**本文**
カメラに映らないものは、書いても見えません」

これは最近、私の頭の中で繰り返し再生しているアラートです。ついついエッセイを書いている時の気持ちで描写をしそうになる時、鳴り響くのです。

この秋、私は脚本について学び始めました。

きっかけは、父の施設入所でした。
面会した時に、シャイな父とはなかなか話がはずまないのです。会えない間に伝えたいことを心でずいぶんたくさん用意していたはずなのに。父が家にいた時には存在しなかった透明な薄い膜が私と父の間に張られています。物理的にも心理的にも。

エッセイを手紙にして手渡そうかなあと、頭であれこれ考えながら、父の部屋を整理していたら、古い脚本が出てきました。

これだ!

父が若い頃に心血を注ぎ何度も読んだ脚本。その形なら、興味を持ってもらえるし、ダイレクトに伝わるかもしれません。父が現役を退いてから遠ざかっていた映像の世界も蘇ってくるような気がします。カメラワーク、カットわりを考え始めてくれればしめたものです。

かくして私は、週一でリモートによる習い事を始めました。




ふたりの人間がバス停にいるとします。
その関係性は、見えません。

アヤミは、たまたま同じ時間に家を出てしまって、隣に立っている父が嫌でたまらない。

小説バージョン

小説なら、この書き方で親子の関係性が分かります。
一方、映像では、分かりません。
女子高生とおじさんが立っているにすぎないのです。

動きを出すことで、人物にセリフを言わせることで、小物をクローズアップすることで、観客に分からせるそうです。難しいなあ。

「あ、ハンカチ落ちましたよ」
「すいません」

他人バージョン

「パパー、もう少し離れて立ってよ!」
「スマン」

親子バージョン

手に持ったお弁当の手提げがお揃いだったら、そこから親子って伝わるかもしれません。

**記録データ**

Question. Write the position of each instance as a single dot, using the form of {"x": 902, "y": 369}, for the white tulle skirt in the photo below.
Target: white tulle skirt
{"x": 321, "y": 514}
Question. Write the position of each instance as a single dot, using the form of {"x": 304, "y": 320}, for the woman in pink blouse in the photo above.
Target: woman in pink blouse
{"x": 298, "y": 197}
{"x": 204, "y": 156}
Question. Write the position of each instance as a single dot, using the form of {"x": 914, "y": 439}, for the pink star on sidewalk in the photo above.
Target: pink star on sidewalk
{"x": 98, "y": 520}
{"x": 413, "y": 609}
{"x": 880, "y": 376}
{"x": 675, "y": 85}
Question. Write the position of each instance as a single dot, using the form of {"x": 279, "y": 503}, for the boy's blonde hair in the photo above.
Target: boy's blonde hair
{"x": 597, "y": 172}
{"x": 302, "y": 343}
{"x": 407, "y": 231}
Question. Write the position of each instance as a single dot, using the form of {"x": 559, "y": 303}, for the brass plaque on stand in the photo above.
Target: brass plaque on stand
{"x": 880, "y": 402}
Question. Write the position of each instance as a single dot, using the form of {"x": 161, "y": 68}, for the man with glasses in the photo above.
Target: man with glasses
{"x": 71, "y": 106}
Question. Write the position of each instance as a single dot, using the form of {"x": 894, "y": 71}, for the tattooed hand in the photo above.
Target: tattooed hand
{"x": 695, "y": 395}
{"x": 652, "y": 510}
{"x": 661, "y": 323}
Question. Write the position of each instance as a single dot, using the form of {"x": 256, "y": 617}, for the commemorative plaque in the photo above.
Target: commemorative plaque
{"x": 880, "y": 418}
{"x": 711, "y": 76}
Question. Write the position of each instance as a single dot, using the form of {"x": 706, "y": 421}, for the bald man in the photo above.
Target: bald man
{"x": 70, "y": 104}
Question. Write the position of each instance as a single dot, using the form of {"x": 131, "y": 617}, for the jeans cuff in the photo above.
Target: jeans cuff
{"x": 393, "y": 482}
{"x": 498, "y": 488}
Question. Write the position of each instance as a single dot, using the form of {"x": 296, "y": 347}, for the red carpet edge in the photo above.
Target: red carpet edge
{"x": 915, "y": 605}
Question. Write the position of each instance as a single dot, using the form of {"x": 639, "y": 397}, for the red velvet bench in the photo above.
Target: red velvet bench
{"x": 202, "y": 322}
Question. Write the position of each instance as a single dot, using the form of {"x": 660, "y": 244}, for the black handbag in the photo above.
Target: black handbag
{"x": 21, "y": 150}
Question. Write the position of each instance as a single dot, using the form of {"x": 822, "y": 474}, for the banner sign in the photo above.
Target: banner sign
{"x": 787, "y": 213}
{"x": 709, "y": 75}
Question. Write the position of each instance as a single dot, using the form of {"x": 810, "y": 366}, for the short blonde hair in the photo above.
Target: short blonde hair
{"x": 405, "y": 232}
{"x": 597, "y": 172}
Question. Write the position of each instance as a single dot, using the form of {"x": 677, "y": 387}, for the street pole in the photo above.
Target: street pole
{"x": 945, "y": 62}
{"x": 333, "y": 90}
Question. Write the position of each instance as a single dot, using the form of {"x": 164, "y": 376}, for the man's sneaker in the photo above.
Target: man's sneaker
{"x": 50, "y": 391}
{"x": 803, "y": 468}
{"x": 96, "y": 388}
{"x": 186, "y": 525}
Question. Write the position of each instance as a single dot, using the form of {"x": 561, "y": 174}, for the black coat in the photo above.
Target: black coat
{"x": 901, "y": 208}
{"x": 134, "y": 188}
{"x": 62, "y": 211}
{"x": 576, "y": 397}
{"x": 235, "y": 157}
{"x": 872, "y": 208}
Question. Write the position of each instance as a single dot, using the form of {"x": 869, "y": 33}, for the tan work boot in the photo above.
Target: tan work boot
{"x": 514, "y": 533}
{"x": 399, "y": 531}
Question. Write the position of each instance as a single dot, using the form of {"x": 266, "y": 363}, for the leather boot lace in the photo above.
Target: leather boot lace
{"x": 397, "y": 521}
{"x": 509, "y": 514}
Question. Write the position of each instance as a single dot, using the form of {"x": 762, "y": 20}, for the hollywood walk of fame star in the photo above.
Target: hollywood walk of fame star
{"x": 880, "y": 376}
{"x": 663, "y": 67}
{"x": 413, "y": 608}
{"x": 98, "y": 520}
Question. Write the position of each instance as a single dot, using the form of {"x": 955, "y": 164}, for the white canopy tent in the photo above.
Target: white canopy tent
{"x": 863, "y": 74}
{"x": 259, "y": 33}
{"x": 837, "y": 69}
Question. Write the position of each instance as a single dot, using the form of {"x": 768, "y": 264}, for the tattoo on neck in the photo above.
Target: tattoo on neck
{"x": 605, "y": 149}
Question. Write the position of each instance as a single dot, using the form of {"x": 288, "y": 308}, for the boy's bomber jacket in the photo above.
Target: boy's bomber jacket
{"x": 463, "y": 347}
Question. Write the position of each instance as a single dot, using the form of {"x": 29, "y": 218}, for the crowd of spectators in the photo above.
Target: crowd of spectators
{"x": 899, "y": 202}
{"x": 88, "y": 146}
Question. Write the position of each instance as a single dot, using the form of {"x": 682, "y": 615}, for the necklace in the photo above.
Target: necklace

**課題 A**
記録から、文字列「bald」を含む行をすべて抜き出してください。大文字と小文字は区別します。
**課題 B**
脚本を学び始めた話の本文を、最後の文のあとから書き継いでください。

**課題の解答 A**
Question. Write the position of each instance as a single dot, using the form of {"x": 706, "y": 421}, for the bald man in the photo above.
Target: bald man

**課題の解答 B**
面白いなあ。
どうやって観客に伝えていくのか。
どう見せるのか。

脚本の世界の入り口に立っている私はワクワクが止まりません。




父との面会の際に、ずっと伝えたいことがありました。それは、ごめんねという気持ちです。慣れ親しんだ家を出されるって、どんなに辛かったでしょう。もしかしたら悔しかったかもしれません。ずっとずっと我が家にいたかったと思うのです。お父さんの気持ち、分かってたよ。

それを、ドラマとして脚本に書こうと思いました。良かったらご覧ください。




空の底

登場人物
蜂谷文十郎(86)農家
木村良平(32)市役所職員

◯林道
両側から緑が迫る細い道を、白い軽自動車が登ってゆく。『△△市公用車』の文字。うねうねとしたカーブで車は緑の向こうに消える。

◯蜂谷家の玄関
広い土間の向こう、木戸のすりガラスを通して木村良平(32)が立っているのが見える。
木村「はちやさーん。こんにちは」
蜂谷文十郎(86)は作業着姿で玄関の戸を開ける。
蜂谷「おお。よく来たな。でも決めてないぞ」
木村はニコニコしながら書類鞄から封筒を出し、蜂谷に手渡す。
木村「今月末までに決めて、ここに入れてる返信用封筒を出してくださいね」
木村は玄関から家の中を見渡す。

◯蜂谷家の中
開け放たれた襖、茶の間の向こう側に仏間。畳の上にはチリ一つ落ちていない。薄暗い室内。遠くで柱時計の鳴る音がする。

◯同・玄関
木村はおどけたように笑顔を作ってたずねる。
木村「お困りではないですか?ポツンと一軒家なんて流行りませんよ」
蜂谷は不思議そうにつぶやく。
蜂谷「なんでもあるぞ」
蜂谷も家を見渡す。

◯蜂谷家の中
仏間から茶の間をゆっくりと視線は動く。その途中でシャッターが切られる。カラーが踊る。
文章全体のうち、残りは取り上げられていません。